Will you extract the entries word for word? Images should not appear in the copy.

·····

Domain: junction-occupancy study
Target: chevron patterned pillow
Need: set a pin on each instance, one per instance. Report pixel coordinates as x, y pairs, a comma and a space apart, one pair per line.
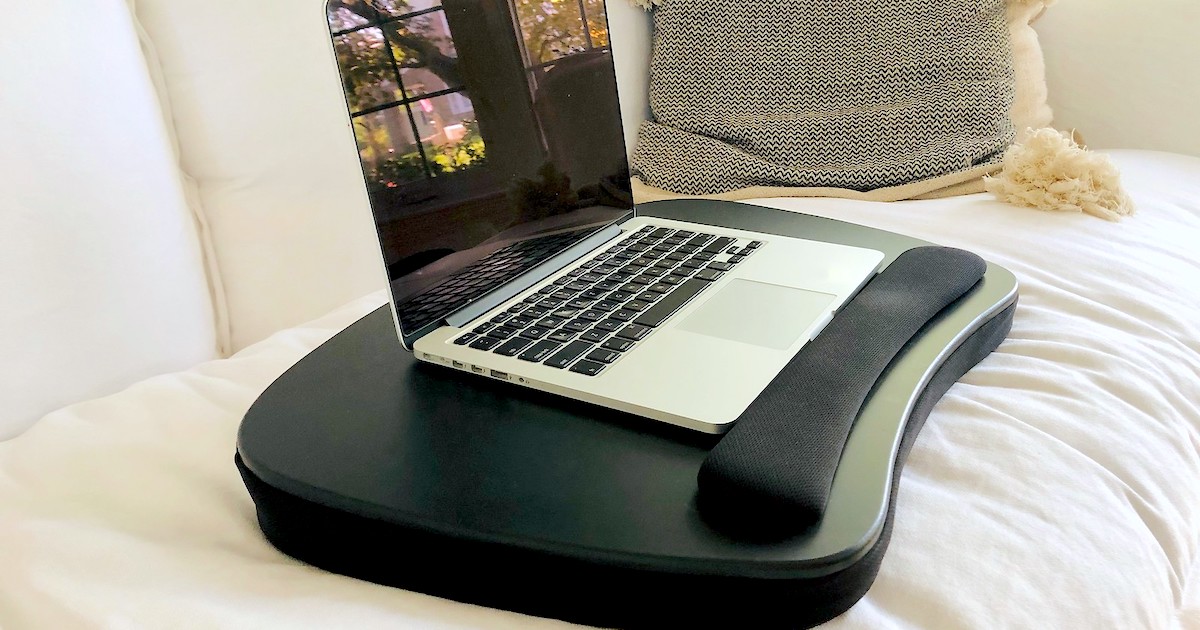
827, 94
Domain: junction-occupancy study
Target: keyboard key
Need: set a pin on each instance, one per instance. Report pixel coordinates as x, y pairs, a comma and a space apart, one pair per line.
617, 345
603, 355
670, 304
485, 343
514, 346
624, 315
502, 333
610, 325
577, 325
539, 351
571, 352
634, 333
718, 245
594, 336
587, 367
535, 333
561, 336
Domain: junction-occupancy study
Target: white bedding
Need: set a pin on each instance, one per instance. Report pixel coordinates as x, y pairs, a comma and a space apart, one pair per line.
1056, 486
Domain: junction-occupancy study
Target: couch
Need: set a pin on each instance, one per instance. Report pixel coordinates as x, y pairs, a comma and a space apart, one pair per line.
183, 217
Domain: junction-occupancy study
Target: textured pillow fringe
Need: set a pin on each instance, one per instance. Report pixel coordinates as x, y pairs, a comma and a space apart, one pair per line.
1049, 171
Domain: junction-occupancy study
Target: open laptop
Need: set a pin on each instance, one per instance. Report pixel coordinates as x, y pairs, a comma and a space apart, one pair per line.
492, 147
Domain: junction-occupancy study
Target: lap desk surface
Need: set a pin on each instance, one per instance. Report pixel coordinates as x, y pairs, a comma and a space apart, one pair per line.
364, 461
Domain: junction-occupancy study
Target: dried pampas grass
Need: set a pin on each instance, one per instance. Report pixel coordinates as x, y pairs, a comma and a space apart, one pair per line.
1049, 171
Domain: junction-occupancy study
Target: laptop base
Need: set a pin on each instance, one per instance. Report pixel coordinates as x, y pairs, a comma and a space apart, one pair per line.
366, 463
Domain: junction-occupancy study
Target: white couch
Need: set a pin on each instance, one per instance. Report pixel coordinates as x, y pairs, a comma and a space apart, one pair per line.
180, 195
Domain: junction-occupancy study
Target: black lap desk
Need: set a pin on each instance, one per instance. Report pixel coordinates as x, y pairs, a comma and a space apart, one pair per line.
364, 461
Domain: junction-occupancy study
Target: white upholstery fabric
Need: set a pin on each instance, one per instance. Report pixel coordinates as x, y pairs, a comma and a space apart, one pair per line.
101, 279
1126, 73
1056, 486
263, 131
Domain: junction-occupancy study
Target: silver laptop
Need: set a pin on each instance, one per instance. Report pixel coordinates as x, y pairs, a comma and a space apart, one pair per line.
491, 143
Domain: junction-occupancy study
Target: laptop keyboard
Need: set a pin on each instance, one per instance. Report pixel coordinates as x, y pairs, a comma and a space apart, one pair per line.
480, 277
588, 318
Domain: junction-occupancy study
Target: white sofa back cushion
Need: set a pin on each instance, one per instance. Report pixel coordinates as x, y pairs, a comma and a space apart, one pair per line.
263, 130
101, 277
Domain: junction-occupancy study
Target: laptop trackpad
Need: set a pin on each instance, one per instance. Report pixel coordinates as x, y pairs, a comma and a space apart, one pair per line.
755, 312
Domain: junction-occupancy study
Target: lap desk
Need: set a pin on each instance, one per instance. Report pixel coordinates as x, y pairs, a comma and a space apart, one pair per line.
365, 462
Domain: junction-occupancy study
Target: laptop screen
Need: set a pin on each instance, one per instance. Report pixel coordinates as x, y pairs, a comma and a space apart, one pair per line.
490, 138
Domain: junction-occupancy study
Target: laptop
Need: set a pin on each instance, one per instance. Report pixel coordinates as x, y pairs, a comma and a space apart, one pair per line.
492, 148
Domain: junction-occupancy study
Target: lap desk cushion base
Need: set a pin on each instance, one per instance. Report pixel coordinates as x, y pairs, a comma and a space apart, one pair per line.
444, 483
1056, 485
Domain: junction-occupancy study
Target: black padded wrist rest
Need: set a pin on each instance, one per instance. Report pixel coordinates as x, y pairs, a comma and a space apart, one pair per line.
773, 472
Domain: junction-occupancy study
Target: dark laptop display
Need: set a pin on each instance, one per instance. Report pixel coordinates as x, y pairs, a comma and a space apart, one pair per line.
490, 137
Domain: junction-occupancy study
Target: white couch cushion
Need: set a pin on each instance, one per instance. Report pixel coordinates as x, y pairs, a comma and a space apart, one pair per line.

·····

## Solved problem
Domain: junction-occupancy study
Target: chevron patterned pillow
Need: set a pin on each instance, one per instance. Report pixel coordinates as x, y pairs, a comma and a space apart, one pair per line.
827, 94
Domain: junction-occupancy study
Target: keyboard key
Need: set a pin on each instance, one per instance. Report pixel coordinates as x, y pairs, a comma and a space apart, one pair per line.
617, 345
603, 355
670, 304
485, 343
514, 346
624, 315
502, 333
610, 325
577, 325
539, 351
571, 352
634, 333
718, 245
594, 336
587, 367
535, 333
561, 336
Domain: junction-occupancy study
Target: white bedding
Need: set a pin on each instance, one per instance. Report pixel coordinates as x, y pairs, a comma and a space apart, one pair per line.
1056, 486
Domain: junction-occupancy study
Target: couch
Need: set a pin on each instance, one per instance. Report pixel coordinates as x, y pairs, a comma and a space apart, one pair per line.
183, 217
Domain: junction-occupancy study
Target: textured pillow fringe
Need: set a pin on each instance, one per instance. Report pixel coordinates as x, y pairs, a comma and a space apart, one pair per line.
1049, 171
Domain: junction-occupancy study
Target: open laptop
Need: set a pin on each instance, one per instance. Report pixel coordinates as x, y pairs, a comma and a space apart, one pair per line.
492, 147
Domain: junction-occupancy study
Target: lap desk surface
Need: set a pin on each instance, one per instance. Report pixel coordinates as x, y pairs, a comma and a space apart, one pair per line.
364, 461
Domain: junction-occupancy study
Target: dried pampas grass
Need: set a pin on each instance, one per instance. Report pixel coordinates as x, y pairs, a comma and a space apart, one pair per line.
1049, 171
Domain: junction-occupancy study
Target: laptop base
Need: set a pin on each instance, one per instance. Report pixel coordinates as x, y pairs, a comma and a space apart, one pair per line.
366, 463
Domain: junction-occupancy study
Target: white couch
Need: set a pin on each instance, one per instance. Report pixel coordinates as x, y pairs, a comma and a space apart, one pair per line.
180, 195
Domain: junction-occupancy study
Target: black lap desk
Need: set a pin on each instance, one per instance. Report pixel coordinates as x, y pairs, a comma and a space apart, one pair per line.
364, 461
Domain: junction-occupancy study
Target: white upholstery fabric
Need: set a pin on each instance, one per instance. Report pixel coordinates as x, y pairs, a comma and a space apart, one pair per line.
101, 279
1126, 73
1056, 486
263, 131
Domain: junction-occupancy study
Target: silver laptop
Need: set a pin on each instance, one per instance. Report pixel coordinates as x, y pairs, a comma and a space apart, one pair per line.
491, 143
Domain: junction-occupancy study
Target: laptop keyboard
Need: set a pin on each instance, one per instance. Report pixel coordinates as x, y pairs, a comma and a space apart, one pair per line.
480, 277
588, 318
Domain: junction-occupancy study
Target: white sofa back cushion
Need: set a pin on each instance, one per instance. Report pixel coordinates as x, y pairs, a comma and a space apart, one pair per line.
263, 130
101, 277
Domain: junction-occupancy study
Target: laptop trackpad
Need: set a pin on each instance, one per instance. Report pixel coordinates as x, y pairs, a comma and a space apart, one pair per line.
755, 312
Domain: junction-occupancy study
Target: lap desk
Need: set a pin on each instance, one per instance. Report pixel coordinates as x, y pairs, a comma and a space apart, one pair per line.
365, 462
Domain: junction-occupancy study
Target: laptop screen
Need: set a pin on each instance, one per instance. Report pixel coordinates as x, y pairs, a comma and a space apart, one pair per line.
490, 138
Domain: junction-occupancy study
Target: laptop
Need: set a pin on each instance, one per instance. Report pixel coordinates as x, y pairs, a comma and a space apart, one pair per line.
492, 148
Domain: junction-occupancy study
Target: lap desk cushion base
Need: set a pin on each instance, one per instance. Report pixel coordinates as x, y pairs, a comma and a space apart, one pair per line.
444, 483
1056, 485
Domain: junction-occupancy study
Target: black padded wrist rest
Need: set a pin on each instance, one per instance. Report pixel coordinates as x, y pairs, a comma and a space apart, one pair per line.
773, 472
Domain: junction-occupancy study
Target: dark laptop display
Need: set a pin on each instance, one per instance. Report pixel coordinates as x, y pairs, a comma and a space apart, one pair per line.
490, 137
Domain: junction-occupancy study
Target: white couch cushion
Need: set a pin on each instance, one per instance. Report pixel coordinates as x, y pairs, a comma and a space apart, one pair per line.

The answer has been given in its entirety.